== Records shown
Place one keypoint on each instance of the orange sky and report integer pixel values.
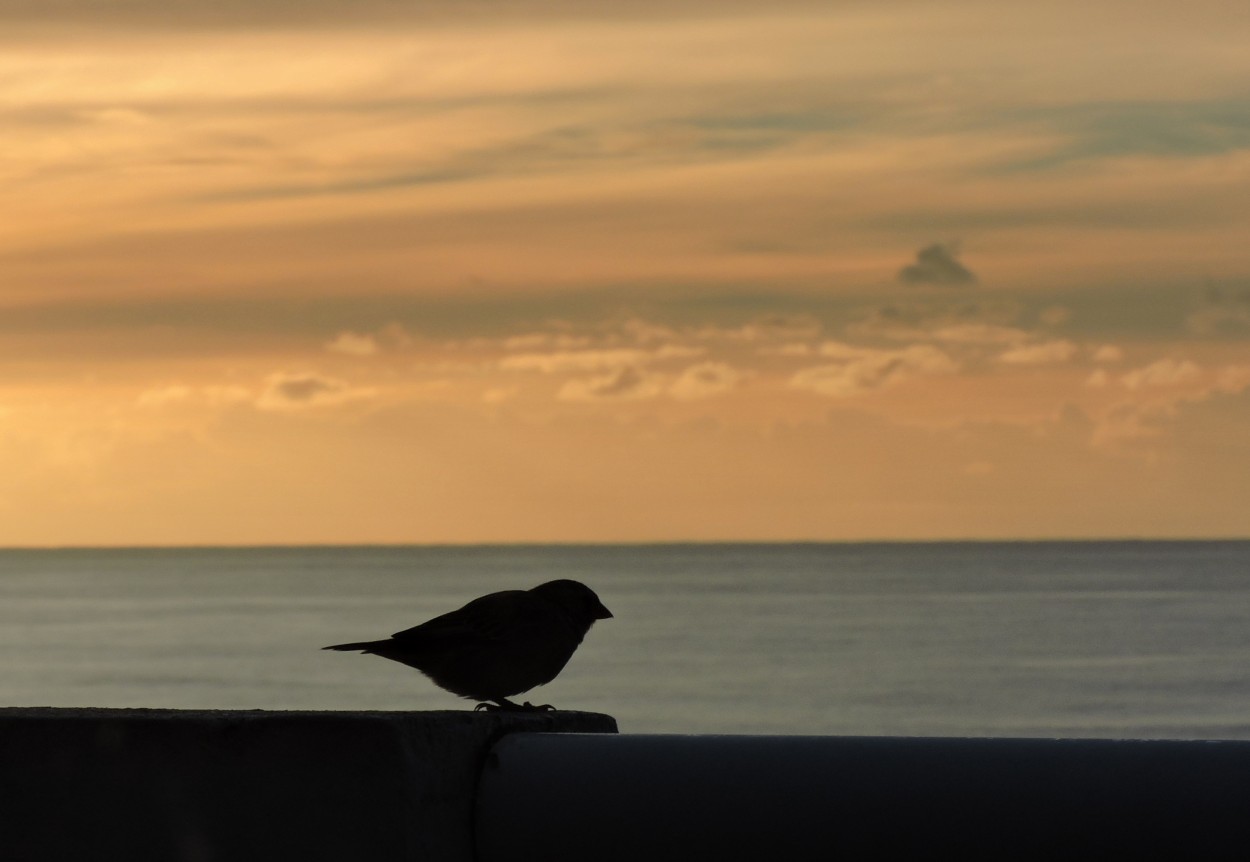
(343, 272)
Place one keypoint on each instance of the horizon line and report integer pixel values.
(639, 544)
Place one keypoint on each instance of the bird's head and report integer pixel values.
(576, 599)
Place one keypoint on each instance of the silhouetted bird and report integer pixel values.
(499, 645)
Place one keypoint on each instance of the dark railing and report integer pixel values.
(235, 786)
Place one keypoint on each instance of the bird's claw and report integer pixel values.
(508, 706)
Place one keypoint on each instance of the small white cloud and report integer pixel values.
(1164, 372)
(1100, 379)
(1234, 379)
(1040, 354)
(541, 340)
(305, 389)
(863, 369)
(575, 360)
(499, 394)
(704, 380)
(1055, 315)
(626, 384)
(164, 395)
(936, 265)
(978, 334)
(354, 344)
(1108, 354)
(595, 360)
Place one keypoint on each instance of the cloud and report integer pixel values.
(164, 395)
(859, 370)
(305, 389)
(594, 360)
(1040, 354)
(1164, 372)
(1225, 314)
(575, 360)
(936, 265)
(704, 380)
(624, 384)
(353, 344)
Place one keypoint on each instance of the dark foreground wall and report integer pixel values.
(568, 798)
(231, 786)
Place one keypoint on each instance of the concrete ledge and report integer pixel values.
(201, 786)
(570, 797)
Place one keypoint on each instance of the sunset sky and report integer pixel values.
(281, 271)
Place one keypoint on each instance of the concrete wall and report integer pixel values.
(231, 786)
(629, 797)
====
**What you will do**
Once the line with "Place one keypoint on each instance of the sunset" is found, transcribe it and each line after it through the final line of the entries, exactly and only.

**Task output**
Place one keypoint on each instance of the sunset sky and report integer pixel values.
(281, 271)
Place one keypoint on each instance of the concrete wall and report integer pixel values.
(231, 786)
(629, 797)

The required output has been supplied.